(Task): Below is a listing; copy all of it exactly.

┏━━

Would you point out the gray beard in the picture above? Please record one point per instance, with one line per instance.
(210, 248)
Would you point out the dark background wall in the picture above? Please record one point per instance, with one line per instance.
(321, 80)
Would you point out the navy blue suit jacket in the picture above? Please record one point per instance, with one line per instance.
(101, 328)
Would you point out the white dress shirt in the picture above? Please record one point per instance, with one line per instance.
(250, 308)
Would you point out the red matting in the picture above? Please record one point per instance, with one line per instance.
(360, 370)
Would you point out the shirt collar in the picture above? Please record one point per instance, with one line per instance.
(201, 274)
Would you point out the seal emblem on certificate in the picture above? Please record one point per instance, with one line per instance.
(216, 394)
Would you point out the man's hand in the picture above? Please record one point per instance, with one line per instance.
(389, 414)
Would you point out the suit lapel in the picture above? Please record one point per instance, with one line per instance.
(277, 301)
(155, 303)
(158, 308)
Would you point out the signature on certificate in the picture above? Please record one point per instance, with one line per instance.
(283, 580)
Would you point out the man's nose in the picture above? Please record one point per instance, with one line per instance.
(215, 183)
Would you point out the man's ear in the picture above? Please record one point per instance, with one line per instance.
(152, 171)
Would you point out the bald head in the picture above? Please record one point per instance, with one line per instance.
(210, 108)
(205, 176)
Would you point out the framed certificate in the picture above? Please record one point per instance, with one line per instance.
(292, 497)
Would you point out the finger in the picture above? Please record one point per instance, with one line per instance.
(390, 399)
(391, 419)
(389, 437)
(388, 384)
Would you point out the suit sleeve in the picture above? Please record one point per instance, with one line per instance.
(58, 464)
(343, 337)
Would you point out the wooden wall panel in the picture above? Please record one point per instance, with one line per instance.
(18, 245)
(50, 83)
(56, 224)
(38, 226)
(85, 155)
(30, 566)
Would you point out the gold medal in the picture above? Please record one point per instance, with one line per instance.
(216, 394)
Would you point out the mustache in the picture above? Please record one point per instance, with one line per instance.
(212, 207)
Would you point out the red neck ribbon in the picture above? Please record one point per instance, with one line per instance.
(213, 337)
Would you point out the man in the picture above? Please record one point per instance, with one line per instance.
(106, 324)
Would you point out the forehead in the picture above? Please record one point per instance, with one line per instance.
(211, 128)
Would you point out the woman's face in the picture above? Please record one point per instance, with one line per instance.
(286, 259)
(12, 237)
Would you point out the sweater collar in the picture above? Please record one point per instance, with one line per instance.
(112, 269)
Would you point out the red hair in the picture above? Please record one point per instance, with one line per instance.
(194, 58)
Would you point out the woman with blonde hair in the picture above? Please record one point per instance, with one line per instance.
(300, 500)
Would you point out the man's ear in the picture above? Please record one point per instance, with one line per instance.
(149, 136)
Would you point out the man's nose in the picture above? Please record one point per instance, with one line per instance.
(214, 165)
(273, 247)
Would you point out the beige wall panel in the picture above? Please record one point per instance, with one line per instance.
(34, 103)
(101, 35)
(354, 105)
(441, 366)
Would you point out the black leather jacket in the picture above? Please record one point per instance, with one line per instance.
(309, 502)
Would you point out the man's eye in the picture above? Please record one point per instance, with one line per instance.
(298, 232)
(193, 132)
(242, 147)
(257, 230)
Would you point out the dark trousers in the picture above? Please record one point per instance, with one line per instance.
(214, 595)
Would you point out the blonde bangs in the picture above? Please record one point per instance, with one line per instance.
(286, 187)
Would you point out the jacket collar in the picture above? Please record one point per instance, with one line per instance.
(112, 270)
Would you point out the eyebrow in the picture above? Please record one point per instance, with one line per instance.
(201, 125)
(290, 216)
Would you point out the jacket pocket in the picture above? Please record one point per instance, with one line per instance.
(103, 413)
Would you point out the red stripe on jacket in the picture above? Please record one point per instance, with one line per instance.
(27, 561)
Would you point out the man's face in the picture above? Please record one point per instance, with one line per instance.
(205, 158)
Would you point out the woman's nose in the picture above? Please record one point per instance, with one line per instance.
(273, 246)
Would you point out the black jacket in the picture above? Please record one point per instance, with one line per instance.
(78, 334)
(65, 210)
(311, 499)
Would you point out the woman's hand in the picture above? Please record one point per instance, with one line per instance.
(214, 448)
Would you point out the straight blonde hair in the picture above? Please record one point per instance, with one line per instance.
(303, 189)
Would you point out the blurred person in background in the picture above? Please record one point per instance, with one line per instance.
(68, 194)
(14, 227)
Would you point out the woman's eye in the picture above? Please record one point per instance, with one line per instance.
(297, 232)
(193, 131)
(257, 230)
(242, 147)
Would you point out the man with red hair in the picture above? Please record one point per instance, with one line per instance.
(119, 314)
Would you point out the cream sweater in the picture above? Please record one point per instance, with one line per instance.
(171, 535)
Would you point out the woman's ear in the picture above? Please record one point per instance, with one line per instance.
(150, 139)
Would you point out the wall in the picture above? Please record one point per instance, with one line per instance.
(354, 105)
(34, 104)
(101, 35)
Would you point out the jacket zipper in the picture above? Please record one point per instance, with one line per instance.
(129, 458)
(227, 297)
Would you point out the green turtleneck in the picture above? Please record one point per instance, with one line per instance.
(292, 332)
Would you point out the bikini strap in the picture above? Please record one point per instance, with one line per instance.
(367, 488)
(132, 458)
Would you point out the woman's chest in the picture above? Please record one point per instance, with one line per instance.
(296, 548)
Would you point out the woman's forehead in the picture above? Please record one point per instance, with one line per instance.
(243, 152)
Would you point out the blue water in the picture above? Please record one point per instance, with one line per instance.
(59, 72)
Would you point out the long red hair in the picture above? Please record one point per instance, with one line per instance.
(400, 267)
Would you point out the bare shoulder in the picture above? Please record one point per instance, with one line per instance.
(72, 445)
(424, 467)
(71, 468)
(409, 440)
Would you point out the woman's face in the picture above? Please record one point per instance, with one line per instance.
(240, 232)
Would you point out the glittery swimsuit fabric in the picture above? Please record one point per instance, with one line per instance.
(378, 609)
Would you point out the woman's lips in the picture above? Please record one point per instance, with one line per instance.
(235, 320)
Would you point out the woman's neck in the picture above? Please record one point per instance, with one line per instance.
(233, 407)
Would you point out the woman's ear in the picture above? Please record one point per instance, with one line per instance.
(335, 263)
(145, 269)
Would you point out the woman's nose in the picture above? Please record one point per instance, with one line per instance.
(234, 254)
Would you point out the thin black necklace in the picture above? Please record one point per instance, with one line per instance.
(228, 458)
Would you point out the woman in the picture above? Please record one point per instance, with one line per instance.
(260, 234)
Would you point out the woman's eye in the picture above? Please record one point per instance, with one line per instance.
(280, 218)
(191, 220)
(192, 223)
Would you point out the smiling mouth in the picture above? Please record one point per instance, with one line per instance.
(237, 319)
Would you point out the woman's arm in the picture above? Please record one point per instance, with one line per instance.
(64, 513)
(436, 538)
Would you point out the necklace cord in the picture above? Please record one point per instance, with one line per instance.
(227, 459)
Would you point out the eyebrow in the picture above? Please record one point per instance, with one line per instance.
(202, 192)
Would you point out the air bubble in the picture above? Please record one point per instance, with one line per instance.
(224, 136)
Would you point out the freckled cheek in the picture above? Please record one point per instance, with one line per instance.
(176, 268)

┗━━

(Exercise output):
Would you point out the gray beard in the picture above? Please record one point per instance, with one line per instance.
(210, 248)
Would you point out the dark background wall in the picture above? Please record one point per instance, with one line per instance.
(321, 80)
Would you point out the navy blue suit jacket in the picture above? Please record one point per instance, with one line per instance.
(101, 328)
Would you point out the white dress shirt in the picture above? Please record one point per instance, with one line per instance.
(250, 308)
Would you point out the red matting in the picture above? Please record one point per instance, with one line per instance.
(360, 370)
Would you point out the shirt collar in the picture above? Please record one point per instance, with one line per instance.
(201, 274)
Would you point out the seal emblem on certificate in the picture above? Please record one point per instance, with one line per instance.
(216, 394)
Would you point out the man's hand in the picture above? Please record one point per instance, with one line per instance.
(389, 414)
Would you point out the suit lapel in the picture above? Please record one point per instance, with one line per instance.
(277, 301)
(155, 303)
(158, 308)
Would you point out the signature on certificate in the picture above? Please record one point per instance, with one line per instance.
(283, 580)
Would you point out the man's nose in the picture above? Please record one point per instance, with one line per instance.
(215, 183)
Would you point out the man's ear in the picture above? Please record one point per instance, with one line per instance.
(152, 171)
Would you point out the bald head in the picture above? Please record one point per instance, with one line per instance.
(210, 108)
(205, 176)
Would you point out the framed certificate in the picture above? Please record one point per instance, with one line per instance.
(292, 497)
Would you point out the finger in the picture above? Please record one point per instance, with one line per instance.
(390, 399)
(391, 419)
(389, 437)
(388, 384)
Would you point out the suit sleeve in the picture above? Please record one point per instance, with one line per instance.
(58, 464)
(343, 337)
Would you point out the wooden wall panel in the picture above? Please record one point per instance, with one line per instance.
(18, 245)
(50, 83)
(56, 224)
(38, 226)
(85, 155)
(30, 566)
Would you point out the gold medal in the picture above? Please record one point per instance, with one line per instance.
(216, 394)
Would you point out the mustache in the picture above? Please record one point per instance, with one line per instance.
(212, 207)
Would you point out the red neck ribbon in the picture above? Please record one point per instance, with one line per instance.
(213, 337)
Would you point out the man in the picture above? Please record one point per instance, with one line per instance.
(106, 324)
Would you point out the forehead in the picture above? Please record one point per instance, with one line per instance.
(211, 128)
Would you point out the woman's face in the picture above? Please record one point per instance, with one line per instance.
(286, 259)
(12, 237)
Would you point out the sweater collar in the picture above? Please record one point per instance, with one line per instance.
(112, 269)
Would you point out the red hair in the picture above? Please record one point per instance, with one line per instance.
(194, 58)
Would you point out the woman with blonde hair in the picture above? Please record one point per instance, with one line per instance.
(300, 500)
Would you point out the man's ear in the picture above? Please record one point per instance, with one line per instance.
(149, 136)
Would you point out the man's nose in the picture above? Please record one point per instance, with one line per instance.
(214, 165)
(273, 247)
Would you point out the beige wall panel in the picture above? Please record one point per instance, with one line per instance.
(34, 103)
(101, 35)
(354, 105)
(441, 366)
Would you point out the black leather jacket in the picture above? Please record one point per instance, with one line per instance.
(309, 502)
Would you point out the man's eye in the picture above? Please record one point per instance, with one line per instance.
(298, 232)
(193, 132)
(242, 147)
(257, 230)
Would you point out the dark trousers in the picture above? Please record one point per instance, with one line per instance.
(214, 595)
Would you point out the blonde bangs in the picture above? Please record one point per instance, with one line per instance.
(286, 187)
Would you point out the jacket collar in the picture above? Please record one point per instance, with one line per instance.
(112, 270)
Would you point out the eyebrow in the picture above? Please record one point per instance, with one line per instance.
(201, 125)
(290, 216)
Would you point out the jacket pocket in the picture above? Please record one point per instance, with one line per instance.
(103, 413)
Would you point out the red stripe on jacket in the picture above? Please record one point per instance, with one line per instance.
(27, 561)
Would you point out the man's face in the picture above? Please record one point per instance, with one line per instance.
(205, 158)
Would you point out the woman's nose in the picture above? Please record one point per instance, with one line per instance.
(273, 246)
Would you point out the black jacket in the picture above? Please record one point per instance, with one line per instance.
(78, 334)
(65, 210)
(311, 499)
Would you point out the woman's hand in the picture above? Please record one point per instance, with one line per instance.
(214, 448)
Would you point out the straight blonde hair in the picture above? Please record one point per instance, with one line per instance.
(303, 189)
Would you point out the blurred person in background in the picture above? Please record one point per instance, with one line per instance.
(68, 194)
(14, 227)
Would you point out the woman's eye in the picture above? Please record one point per instance, with one line per instance.
(297, 232)
(193, 131)
(257, 230)
(242, 147)
Would you point out the man with red hair in the picture above? Please record one point per instance, with one line per instance.
(119, 314)
Would you point out the cream sweater in the picture above? Please record one point per instance, with one line per instance.
(171, 535)
Would you point out the woman's ear in the picture above? Please record one point per instance, with one line per instance.
(150, 139)
Would you point out the wall in the picture above? Please record one point per instance, with one line per instance.
(354, 105)
(34, 104)
(101, 35)
Would you point out the jacket zipper in the picture above? Please record one point per instance, with one line per instance.
(129, 458)
(227, 297)
Would you point out the green turtleneck in the picture above? Please record one point per instance, with one line per instance.
(292, 332)
Would you point out the bikini strap in the picture above? Please record one point per instance, with one line per instance.
(367, 488)
(132, 458)
Would you point out the woman's chest in the picture above? Please record one point per instance, with one line per instance.
(296, 548)
Would you point out the woman's forehead in the picture above? Please record one point per instance, with one line per instance.
(243, 152)
Would you point out the blue water in the picture above? Please record one point per instance, with one line per instance.
(59, 72)
Would you point out the long red hair in the picture above? Please record one point per instance, with one line per instance.
(400, 267)
Would you point out the bare shoulder in the picture above? Please record one point per instance, with one line per instance.
(72, 445)
(424, 467)
(71, 468)
(409, 440)
Would you point out the woman's face in the picture above? Please record one point per instance, with one line per instance.
(240, 232)
Would you point out the glittery swimsuit fabric in the picture above? Please record one point per instance, with one line per instance.
(378, 609)
Would you point out the woman's lips in the picture above? Please record one point per instance, with one line per instance.
(235, 320)
Would you point out the woman's neck in the picture above? Please record one point per instance, with one line per instance.
(233, 407)
Would you point out the woman's ear in the picture above? Please record one point per instance, with one line per instance.
(335, 263)
(145, 269)
Would you point out the woman's nose in the picture above? Please record one point per instance, with one line per instance.
(234, 254)
Would you point out the thin black necklace in the picture above? Please record one point per instance, with one line per instance.
(228, 458)
Would you point out the woman in the picture above? Please record one point per instance, with one line per instance.
(260, 234)
Would you point out the woman's eye in the picture above? Please record one point per instance, with one line per instance.
(280, 218)
(191, 220)
(192, 223)
Would you point out the smiling mouth in the picture above? Please record one point per instance, with one line per instance.
(237, 319)
Would you point out the woman's arm in the picture above? Please record one point per instance, with one line per instance.
(64, 513)
(436, 538)
Would you point out the necklace cord in the picture above? Please record one point per instance, with one line per instance.
(227, 459)
Would you point out the eyebrow in the picture above? Please record one point per instance, with one line per instance.
(202, 192)
Would you point out the air bubble in the picture above? Please record one point per instance, with one line per instance.
(224, 136)
Would you point out the freckled cheek in the picture above? Please record one point per instance, with one line per instance.
(176, 268)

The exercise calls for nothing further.